------ Data extracts

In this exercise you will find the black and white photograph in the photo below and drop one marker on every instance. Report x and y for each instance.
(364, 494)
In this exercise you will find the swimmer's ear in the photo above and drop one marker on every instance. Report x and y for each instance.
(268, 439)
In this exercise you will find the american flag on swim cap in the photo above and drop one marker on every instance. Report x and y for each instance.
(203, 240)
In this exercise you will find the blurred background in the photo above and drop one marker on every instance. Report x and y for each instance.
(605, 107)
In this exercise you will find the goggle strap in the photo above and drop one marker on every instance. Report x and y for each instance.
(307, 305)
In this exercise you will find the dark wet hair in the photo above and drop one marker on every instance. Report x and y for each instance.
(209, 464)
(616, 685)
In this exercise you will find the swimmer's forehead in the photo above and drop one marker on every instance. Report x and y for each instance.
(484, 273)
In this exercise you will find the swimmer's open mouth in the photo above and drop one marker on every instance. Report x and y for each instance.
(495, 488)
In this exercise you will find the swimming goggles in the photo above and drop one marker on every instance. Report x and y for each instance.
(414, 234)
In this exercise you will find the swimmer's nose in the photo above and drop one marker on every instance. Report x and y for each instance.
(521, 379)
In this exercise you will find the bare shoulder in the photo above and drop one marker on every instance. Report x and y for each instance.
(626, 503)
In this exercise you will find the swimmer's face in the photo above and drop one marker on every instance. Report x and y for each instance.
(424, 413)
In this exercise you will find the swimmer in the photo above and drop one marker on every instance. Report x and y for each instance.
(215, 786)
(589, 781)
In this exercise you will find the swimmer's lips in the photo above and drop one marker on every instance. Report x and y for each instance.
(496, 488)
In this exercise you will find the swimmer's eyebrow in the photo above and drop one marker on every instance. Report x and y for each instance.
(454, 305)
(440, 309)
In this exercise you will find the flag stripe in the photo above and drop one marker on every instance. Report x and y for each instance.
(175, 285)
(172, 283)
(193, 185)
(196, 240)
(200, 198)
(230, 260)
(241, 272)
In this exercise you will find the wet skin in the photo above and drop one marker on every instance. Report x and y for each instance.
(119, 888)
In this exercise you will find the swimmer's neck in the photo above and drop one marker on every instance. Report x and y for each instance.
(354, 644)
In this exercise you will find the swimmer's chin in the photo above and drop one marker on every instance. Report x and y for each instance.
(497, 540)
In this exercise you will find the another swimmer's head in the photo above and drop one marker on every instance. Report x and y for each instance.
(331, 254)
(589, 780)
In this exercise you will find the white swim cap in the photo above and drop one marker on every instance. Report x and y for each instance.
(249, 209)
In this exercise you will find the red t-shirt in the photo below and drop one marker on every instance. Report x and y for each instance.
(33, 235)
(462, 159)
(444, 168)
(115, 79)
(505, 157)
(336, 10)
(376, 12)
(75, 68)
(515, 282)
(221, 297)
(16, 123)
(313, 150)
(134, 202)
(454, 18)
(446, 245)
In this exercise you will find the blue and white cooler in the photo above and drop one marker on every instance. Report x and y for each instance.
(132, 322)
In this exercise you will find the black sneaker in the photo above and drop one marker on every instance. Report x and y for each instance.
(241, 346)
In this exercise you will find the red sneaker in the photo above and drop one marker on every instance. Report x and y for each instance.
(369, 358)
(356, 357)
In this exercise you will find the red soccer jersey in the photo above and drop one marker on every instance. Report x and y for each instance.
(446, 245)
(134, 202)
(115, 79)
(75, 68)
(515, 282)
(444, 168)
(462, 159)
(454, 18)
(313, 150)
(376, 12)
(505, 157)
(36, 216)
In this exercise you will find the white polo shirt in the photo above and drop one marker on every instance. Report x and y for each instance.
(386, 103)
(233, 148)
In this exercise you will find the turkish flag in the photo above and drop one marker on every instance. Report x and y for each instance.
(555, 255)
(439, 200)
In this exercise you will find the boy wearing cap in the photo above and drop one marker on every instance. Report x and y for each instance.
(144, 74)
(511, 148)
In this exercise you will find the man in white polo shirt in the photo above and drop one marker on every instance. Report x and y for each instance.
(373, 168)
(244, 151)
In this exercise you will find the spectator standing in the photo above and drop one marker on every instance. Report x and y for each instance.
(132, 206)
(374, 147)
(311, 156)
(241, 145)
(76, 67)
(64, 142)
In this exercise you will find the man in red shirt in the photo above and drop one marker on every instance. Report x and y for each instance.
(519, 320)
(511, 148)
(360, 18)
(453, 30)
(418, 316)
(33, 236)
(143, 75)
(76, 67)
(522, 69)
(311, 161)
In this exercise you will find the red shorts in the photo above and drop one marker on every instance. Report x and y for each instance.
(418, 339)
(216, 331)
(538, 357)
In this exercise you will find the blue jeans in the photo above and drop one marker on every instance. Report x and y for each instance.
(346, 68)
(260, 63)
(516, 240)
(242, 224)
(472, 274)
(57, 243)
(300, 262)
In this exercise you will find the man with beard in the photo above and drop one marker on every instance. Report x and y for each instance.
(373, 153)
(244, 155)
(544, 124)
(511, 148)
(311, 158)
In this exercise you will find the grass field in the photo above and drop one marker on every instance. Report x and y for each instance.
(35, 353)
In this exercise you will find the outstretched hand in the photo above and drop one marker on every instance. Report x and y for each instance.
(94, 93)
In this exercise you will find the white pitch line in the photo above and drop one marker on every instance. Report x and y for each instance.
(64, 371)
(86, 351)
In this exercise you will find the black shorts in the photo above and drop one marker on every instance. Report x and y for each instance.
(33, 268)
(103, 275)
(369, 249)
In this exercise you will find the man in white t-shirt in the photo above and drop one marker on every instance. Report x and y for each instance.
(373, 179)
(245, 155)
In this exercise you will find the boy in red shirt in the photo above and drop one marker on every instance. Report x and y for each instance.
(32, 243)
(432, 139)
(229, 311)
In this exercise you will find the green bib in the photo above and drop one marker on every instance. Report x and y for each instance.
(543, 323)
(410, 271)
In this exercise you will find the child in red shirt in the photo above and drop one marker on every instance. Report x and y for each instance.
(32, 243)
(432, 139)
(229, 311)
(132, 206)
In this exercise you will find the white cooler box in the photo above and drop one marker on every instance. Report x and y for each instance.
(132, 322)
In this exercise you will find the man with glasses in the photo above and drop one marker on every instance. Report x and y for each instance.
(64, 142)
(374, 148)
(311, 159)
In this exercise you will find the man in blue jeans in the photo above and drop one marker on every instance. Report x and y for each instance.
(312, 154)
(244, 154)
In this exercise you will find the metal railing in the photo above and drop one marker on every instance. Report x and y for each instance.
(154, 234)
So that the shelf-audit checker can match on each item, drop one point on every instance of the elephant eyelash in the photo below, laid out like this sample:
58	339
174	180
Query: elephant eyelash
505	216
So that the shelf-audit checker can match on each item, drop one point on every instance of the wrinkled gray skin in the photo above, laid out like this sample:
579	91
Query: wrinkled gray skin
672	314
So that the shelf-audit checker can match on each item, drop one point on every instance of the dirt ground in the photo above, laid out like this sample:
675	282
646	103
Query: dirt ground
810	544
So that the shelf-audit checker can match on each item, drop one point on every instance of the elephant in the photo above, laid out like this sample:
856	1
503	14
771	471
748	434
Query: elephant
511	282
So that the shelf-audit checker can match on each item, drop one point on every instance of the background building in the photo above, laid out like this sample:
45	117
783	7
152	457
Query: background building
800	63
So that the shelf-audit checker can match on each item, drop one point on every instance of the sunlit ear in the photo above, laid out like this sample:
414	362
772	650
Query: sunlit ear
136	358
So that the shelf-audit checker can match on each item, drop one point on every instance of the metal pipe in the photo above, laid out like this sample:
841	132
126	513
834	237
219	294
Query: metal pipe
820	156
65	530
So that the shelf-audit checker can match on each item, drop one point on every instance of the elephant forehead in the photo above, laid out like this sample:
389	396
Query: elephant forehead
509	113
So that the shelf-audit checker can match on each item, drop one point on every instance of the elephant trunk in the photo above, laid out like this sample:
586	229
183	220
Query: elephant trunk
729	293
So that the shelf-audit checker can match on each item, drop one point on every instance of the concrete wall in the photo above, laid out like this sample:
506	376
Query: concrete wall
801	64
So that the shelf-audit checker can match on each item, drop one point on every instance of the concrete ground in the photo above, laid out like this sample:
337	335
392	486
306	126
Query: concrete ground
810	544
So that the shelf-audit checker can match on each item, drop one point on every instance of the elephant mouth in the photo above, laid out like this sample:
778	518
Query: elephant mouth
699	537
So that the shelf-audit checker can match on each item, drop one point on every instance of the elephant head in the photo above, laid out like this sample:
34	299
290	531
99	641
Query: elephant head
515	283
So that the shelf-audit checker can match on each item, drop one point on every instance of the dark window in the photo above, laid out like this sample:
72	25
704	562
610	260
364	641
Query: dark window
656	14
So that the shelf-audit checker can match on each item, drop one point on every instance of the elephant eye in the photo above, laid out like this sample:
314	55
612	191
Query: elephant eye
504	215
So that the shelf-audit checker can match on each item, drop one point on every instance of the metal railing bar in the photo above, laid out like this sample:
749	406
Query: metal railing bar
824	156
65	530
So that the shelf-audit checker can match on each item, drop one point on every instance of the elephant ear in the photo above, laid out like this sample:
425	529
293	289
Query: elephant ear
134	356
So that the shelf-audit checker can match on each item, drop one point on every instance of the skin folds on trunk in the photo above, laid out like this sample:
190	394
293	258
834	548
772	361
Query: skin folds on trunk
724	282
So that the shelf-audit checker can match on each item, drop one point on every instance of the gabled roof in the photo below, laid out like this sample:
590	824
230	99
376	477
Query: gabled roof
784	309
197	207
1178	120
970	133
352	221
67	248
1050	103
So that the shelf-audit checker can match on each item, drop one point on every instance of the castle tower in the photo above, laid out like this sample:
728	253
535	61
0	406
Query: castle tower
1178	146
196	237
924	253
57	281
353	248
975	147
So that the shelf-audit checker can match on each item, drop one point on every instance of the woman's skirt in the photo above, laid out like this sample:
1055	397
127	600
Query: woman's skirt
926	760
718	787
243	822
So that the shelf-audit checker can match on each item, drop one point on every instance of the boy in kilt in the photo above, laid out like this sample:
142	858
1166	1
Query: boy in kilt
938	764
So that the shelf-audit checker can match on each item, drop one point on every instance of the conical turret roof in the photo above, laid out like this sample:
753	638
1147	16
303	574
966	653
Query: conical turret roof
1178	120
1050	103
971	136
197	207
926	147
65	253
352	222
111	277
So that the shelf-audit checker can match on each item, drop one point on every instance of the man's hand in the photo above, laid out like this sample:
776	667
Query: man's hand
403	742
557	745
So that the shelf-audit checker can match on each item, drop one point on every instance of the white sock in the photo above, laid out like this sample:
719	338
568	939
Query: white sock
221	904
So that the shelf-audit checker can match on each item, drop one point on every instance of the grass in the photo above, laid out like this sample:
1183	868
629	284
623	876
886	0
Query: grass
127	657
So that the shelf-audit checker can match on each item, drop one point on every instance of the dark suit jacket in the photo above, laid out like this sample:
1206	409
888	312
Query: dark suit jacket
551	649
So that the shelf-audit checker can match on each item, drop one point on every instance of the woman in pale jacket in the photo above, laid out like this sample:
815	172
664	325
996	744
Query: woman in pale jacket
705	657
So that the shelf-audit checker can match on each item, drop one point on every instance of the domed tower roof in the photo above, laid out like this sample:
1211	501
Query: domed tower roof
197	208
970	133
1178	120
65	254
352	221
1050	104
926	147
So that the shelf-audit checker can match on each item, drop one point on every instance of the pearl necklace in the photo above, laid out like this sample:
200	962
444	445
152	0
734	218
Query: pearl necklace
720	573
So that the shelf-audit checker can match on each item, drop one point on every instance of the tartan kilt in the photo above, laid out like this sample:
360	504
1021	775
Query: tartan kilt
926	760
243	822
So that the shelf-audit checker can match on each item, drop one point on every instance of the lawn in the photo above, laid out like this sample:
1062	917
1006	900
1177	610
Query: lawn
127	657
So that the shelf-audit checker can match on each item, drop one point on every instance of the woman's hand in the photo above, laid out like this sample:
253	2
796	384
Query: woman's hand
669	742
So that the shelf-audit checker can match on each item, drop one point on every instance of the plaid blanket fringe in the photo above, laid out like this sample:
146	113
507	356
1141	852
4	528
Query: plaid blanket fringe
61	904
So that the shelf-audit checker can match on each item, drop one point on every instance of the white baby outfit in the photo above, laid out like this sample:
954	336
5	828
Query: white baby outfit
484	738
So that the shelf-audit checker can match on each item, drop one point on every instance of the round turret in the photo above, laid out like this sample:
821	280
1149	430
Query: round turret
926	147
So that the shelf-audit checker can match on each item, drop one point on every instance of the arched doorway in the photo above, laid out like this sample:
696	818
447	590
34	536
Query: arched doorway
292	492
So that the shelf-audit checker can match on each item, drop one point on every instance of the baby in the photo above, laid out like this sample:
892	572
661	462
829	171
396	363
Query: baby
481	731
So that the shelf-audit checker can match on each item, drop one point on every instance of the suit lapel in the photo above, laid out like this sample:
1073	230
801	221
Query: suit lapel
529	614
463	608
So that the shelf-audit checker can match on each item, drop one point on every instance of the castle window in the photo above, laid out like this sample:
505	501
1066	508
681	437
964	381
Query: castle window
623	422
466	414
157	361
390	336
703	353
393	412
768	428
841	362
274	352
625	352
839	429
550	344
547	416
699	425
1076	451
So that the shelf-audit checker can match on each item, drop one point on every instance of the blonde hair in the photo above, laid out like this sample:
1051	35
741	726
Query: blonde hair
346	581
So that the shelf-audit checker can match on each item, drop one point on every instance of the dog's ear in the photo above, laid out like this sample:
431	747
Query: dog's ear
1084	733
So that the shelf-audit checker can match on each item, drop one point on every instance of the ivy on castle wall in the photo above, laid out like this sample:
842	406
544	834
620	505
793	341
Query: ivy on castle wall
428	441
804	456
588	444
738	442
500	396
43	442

------------

Exercise prompt: From the line that contains "the castle window" to the last line of the data, write out each line exactly and add nothing.

Expected answer:
So that the shelf-audit checker can match on each item, drop one point on every instance of the castle window in the photo above, laid out like this sample:
505	501
1066	508
681	437
964	381
Query: castle window
623	422
466	414
157	361
390	336
703	353
393	412
768	428
841	362
274	352
625	352
839	429
550	344
547	416
699	425
1076	451
So that the shelf-audit checker can match on each item, drop one point on every instance of the blonde hair in the photo above, laid out like this sample:
1051	35
741	726
Query: blonde hair
346	581
So that the shelf-audit checker can match on each item, drop one point on every instance of the dog's ear in the photo above, laid out like this sample:
431	747
Query: dog's ear
1084	733
So that the shelf-audit checker can match on each item, drop one point on every instance of the ivy on castle wall in the photo above, laid out like this sample:
842	406
544	834
620	505
793	341
Query: ivy on castle wall
428	441
804	456
588	444
738	442
500	396
43	442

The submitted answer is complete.